— Extracted material —
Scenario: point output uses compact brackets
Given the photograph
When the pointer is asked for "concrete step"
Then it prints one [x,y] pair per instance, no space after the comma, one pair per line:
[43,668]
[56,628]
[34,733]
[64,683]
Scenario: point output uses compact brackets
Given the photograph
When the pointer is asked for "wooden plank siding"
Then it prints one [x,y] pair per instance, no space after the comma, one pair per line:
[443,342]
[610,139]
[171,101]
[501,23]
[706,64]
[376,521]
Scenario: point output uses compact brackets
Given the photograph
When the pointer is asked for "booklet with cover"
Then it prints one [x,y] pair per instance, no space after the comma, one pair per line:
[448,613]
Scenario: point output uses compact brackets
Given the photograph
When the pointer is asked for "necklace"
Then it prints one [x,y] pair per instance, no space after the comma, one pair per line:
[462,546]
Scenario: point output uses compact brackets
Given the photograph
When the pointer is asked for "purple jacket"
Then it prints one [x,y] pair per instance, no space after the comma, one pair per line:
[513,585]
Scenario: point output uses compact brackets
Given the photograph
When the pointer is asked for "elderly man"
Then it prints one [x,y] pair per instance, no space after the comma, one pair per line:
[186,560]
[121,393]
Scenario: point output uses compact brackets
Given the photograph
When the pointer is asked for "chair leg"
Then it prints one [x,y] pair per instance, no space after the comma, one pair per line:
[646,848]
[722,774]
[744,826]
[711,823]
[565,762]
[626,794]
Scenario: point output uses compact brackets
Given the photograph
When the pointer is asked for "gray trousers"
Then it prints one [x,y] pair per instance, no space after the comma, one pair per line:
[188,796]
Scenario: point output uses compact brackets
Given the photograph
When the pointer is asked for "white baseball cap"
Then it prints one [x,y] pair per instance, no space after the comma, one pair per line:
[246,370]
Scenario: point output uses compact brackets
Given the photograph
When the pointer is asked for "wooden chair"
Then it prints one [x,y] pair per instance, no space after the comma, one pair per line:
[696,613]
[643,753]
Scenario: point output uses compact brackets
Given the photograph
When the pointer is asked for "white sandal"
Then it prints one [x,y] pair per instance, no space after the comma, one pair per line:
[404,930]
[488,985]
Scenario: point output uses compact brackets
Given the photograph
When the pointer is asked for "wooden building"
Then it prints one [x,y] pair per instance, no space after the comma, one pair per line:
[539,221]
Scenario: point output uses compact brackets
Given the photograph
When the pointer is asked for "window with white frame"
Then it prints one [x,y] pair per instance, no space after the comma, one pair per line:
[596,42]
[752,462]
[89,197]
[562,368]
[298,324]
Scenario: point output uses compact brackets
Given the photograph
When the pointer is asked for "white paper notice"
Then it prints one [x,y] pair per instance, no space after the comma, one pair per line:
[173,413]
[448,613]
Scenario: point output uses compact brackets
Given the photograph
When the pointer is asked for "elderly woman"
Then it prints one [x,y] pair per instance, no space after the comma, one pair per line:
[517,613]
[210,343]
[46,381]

— Goal of the exercise —
Report every line above that contains the word "white", copying each such line in full.

— Task output —
When the pointer is asked for "white baseball cap"
When the pointer is asked for "white sandal"
When the pointer is asked for "window with white frame"
When the pointer is asked for "white paper notice"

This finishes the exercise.